▸ Provided records:
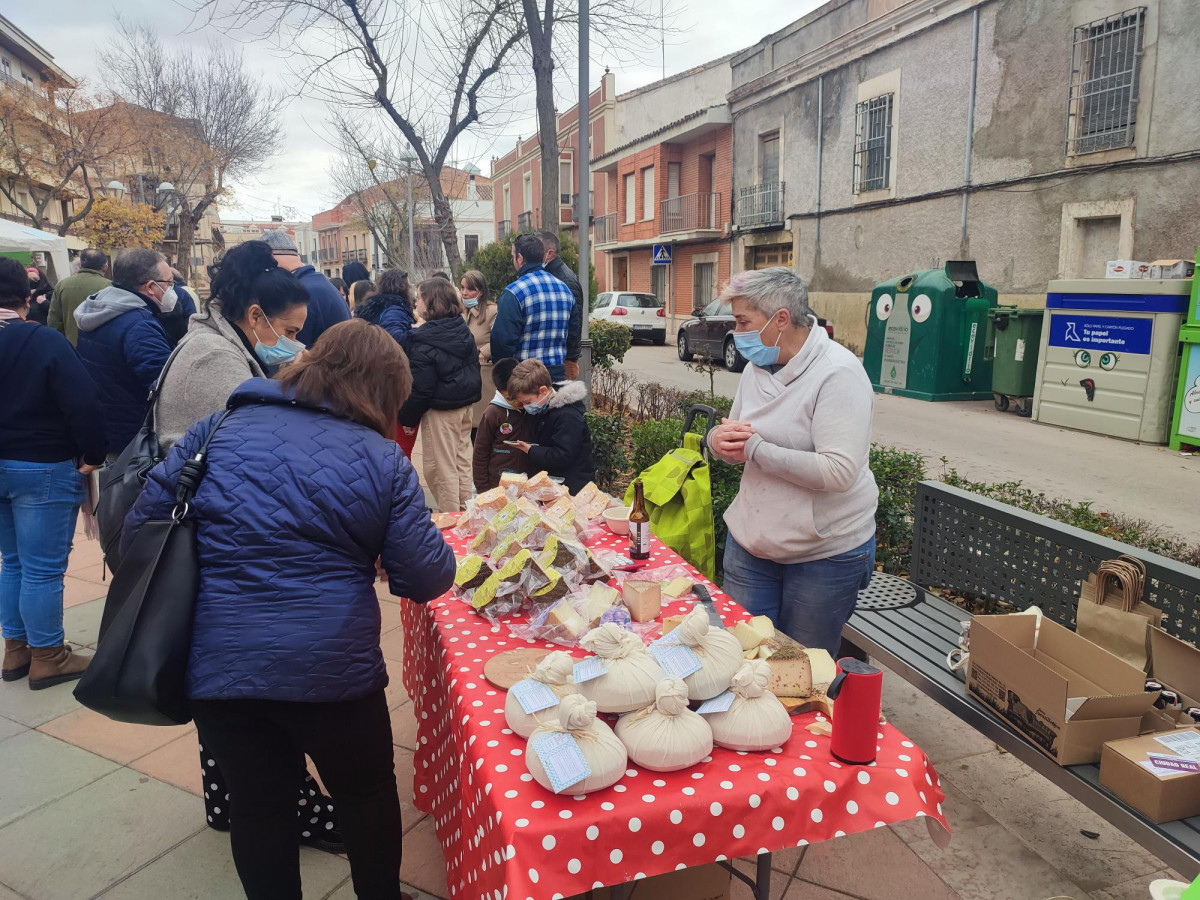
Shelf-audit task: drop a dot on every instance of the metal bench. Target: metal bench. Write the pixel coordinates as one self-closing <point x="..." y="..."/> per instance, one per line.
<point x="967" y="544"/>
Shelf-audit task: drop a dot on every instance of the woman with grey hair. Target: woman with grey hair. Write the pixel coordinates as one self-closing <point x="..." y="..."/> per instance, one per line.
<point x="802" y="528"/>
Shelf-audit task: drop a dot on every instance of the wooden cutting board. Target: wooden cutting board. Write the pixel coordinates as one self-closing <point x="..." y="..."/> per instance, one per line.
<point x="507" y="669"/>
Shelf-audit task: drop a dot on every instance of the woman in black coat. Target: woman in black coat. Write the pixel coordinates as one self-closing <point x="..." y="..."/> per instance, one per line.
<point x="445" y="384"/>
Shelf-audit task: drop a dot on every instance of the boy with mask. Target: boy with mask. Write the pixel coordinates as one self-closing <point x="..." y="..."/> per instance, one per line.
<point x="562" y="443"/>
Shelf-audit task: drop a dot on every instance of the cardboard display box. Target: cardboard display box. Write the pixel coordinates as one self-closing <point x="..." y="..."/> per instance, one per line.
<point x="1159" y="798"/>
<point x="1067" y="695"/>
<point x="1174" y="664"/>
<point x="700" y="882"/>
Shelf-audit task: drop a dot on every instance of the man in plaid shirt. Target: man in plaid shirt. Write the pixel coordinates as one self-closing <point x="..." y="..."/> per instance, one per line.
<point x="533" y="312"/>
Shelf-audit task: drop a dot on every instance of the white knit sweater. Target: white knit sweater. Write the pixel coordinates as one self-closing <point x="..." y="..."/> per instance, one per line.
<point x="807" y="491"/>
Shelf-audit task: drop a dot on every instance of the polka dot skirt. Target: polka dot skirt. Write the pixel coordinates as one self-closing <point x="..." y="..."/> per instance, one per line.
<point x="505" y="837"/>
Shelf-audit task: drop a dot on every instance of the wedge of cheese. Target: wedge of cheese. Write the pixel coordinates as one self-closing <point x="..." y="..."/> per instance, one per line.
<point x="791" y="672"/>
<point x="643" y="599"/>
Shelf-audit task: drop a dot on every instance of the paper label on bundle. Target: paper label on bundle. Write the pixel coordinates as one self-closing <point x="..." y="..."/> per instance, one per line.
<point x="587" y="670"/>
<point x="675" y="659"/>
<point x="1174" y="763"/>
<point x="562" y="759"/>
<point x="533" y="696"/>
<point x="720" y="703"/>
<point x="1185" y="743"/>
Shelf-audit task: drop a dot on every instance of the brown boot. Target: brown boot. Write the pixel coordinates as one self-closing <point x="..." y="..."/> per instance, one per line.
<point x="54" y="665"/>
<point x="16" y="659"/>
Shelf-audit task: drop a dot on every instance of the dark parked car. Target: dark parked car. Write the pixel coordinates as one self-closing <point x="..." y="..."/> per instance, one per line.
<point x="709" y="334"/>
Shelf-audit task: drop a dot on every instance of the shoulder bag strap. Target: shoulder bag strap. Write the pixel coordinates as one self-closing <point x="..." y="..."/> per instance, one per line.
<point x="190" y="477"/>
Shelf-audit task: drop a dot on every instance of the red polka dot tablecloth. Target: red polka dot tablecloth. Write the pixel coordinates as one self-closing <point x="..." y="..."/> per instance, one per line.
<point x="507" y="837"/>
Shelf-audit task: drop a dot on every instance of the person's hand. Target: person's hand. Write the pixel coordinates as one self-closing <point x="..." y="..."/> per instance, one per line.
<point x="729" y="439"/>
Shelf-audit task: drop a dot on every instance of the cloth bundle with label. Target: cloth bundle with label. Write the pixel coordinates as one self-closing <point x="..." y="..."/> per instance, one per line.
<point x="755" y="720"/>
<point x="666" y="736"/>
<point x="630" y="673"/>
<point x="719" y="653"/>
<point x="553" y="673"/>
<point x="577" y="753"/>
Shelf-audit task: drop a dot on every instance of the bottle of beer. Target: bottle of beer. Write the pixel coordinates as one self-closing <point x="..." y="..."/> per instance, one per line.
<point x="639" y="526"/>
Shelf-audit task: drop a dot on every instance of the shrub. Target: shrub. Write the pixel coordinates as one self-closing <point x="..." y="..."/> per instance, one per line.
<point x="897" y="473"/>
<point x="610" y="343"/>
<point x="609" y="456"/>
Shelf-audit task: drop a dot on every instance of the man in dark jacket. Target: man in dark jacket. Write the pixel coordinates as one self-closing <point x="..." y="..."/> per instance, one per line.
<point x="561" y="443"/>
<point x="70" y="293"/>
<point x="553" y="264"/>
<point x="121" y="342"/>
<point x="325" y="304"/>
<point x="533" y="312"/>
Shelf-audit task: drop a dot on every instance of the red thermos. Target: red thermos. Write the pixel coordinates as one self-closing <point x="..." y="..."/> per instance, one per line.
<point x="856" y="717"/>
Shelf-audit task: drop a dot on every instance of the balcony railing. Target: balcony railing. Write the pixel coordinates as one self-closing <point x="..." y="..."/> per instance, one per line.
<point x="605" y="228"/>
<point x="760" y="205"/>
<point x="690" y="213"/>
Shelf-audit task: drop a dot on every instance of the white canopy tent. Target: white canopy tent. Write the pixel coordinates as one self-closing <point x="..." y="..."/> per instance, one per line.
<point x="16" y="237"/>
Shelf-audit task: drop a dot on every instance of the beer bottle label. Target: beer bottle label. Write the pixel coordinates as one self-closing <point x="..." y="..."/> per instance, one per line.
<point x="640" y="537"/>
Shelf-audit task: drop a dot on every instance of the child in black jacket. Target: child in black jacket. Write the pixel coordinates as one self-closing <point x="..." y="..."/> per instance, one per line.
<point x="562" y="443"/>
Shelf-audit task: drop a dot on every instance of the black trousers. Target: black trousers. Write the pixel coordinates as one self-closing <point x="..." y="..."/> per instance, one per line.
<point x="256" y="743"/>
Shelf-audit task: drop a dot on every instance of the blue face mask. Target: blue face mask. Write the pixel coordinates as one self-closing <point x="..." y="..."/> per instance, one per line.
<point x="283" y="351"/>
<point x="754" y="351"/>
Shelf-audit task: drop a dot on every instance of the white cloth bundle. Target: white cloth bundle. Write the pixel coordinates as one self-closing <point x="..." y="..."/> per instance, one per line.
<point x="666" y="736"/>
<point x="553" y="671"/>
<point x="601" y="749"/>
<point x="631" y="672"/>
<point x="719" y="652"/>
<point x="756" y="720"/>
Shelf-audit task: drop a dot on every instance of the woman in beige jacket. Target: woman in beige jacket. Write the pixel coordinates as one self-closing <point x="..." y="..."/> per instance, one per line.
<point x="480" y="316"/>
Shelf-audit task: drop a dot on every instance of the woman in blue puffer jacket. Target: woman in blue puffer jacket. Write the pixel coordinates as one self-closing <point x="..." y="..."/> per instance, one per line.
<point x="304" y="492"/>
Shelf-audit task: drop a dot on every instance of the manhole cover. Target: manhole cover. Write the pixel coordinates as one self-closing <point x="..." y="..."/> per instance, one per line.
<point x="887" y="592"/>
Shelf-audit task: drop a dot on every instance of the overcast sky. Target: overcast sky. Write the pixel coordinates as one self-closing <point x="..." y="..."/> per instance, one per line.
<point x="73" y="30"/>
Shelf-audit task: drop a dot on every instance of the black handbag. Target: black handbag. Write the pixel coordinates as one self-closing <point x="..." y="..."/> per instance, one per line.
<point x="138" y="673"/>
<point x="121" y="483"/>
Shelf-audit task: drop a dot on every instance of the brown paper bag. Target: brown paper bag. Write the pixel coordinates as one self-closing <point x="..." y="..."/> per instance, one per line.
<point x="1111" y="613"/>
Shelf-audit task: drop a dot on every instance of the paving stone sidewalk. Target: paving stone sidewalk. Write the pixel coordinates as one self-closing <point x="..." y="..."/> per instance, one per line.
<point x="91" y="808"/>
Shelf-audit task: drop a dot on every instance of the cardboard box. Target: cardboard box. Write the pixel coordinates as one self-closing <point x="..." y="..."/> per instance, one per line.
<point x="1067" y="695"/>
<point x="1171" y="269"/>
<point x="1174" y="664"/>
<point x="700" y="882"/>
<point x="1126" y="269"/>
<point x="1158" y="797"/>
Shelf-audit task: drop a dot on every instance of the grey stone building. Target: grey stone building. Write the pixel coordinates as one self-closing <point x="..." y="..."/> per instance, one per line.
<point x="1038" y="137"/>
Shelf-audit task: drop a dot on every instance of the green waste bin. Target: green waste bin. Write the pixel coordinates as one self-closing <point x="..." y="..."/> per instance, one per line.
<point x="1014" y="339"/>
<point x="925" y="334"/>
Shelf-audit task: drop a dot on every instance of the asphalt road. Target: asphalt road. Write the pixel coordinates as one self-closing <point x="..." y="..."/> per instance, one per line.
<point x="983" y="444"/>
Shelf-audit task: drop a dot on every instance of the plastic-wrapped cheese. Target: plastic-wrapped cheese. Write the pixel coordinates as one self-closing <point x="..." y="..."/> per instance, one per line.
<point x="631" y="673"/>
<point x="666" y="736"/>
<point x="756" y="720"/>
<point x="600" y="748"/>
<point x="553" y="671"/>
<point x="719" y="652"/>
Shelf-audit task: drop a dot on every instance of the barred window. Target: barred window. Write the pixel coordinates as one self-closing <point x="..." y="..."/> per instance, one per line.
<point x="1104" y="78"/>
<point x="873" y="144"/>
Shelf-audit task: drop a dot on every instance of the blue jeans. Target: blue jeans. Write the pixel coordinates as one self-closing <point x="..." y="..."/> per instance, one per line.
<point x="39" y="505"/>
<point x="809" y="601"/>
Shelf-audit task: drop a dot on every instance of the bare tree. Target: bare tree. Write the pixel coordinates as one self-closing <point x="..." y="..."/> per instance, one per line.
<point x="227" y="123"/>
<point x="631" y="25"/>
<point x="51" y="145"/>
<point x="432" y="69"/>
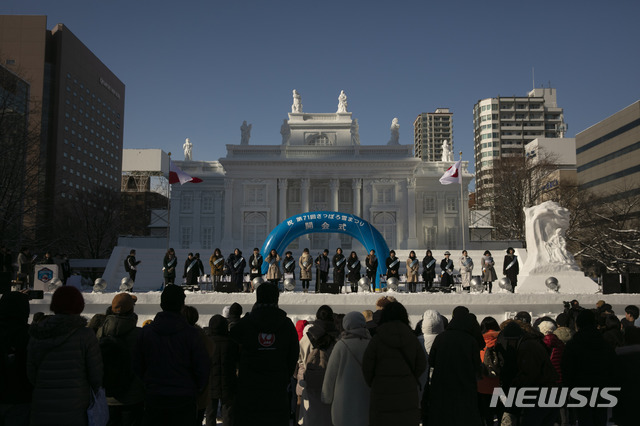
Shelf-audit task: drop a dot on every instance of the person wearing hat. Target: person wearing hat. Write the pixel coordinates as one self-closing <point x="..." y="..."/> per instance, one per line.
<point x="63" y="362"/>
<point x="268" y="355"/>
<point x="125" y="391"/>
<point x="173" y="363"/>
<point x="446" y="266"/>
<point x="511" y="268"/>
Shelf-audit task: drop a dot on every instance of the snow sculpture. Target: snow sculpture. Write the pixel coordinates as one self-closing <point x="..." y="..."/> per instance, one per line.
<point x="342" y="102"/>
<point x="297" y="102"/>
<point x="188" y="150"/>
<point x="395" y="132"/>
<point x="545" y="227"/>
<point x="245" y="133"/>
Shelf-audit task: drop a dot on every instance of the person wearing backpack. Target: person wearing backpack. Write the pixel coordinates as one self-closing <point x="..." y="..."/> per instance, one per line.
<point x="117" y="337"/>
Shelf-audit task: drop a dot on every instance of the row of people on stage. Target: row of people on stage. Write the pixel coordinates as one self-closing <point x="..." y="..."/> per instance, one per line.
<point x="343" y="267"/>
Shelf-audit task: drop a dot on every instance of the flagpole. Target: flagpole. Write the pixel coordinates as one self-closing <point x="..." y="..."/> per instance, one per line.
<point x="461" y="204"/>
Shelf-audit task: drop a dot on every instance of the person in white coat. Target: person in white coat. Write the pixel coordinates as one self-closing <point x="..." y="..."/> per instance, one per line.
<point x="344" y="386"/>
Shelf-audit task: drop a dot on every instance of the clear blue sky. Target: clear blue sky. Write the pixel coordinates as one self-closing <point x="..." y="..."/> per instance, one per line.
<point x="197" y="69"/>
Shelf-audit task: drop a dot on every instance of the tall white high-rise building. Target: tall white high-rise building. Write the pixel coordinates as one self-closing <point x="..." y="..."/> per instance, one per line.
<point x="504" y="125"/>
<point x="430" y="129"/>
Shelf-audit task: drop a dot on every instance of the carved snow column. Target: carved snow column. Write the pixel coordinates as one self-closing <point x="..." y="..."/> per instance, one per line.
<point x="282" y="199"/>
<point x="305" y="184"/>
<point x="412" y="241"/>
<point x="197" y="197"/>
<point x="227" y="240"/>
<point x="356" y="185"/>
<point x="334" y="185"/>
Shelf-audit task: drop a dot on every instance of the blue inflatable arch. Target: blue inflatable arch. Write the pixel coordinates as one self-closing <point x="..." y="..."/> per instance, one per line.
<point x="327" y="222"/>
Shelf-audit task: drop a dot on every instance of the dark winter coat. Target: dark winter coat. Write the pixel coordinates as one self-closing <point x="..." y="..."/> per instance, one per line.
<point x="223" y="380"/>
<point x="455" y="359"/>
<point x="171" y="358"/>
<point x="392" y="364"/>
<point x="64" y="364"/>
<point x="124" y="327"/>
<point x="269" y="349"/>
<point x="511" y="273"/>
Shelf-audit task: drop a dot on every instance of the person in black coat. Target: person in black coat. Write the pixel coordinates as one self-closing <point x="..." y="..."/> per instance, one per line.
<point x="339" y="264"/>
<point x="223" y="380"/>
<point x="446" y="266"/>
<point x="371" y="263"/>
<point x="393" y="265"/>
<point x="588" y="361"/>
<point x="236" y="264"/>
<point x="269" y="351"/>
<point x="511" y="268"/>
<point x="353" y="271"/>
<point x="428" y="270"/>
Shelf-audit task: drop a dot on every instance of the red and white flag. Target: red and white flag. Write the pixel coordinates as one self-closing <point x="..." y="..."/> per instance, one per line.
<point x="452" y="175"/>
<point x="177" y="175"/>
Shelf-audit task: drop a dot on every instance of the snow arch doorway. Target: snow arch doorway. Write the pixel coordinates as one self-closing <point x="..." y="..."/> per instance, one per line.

▸ What needs to be done: Write out again exactly the lines that run from the one holding "the person in black" through the last line of the data; omit all other lines.

▸ Exercise result:
Shelf-audit task: drop a dot on every instance of the person in black coat. Target: person in black coat. Write the pixel coordinates as one self-closing <point x="..." y="..."/> per instance, one per line.
<point x="339" y="264"/>
<point x="223" y="380"/>
<point x="446" y="266"/>
<point x="371" y="263"/>
<point x="393" y="265"/>
<point x="588" y="361"/>
<point x="236" y="264"/>
<point x="269" y="351"/>
<point x="511" y="268"/>
<point x="353" y="271"/>
<point x="428" y="270"/>
Shelf-audit task: drop a dot on every instance of the red and white flag. Target: red and white flag. Write the pixel coordinates as one self-closing <point x="..." y="..."/> per instance, one per line.
<point x="452" y="175"/>
<point x="177" y="175"/>
Shelf-audit task: drop a dot on every instance of the snow arch doorway. Target: snow arch doorway. Write the pixel coordinates as one self-closing <point x="..." y="..."/> per instance, one per line.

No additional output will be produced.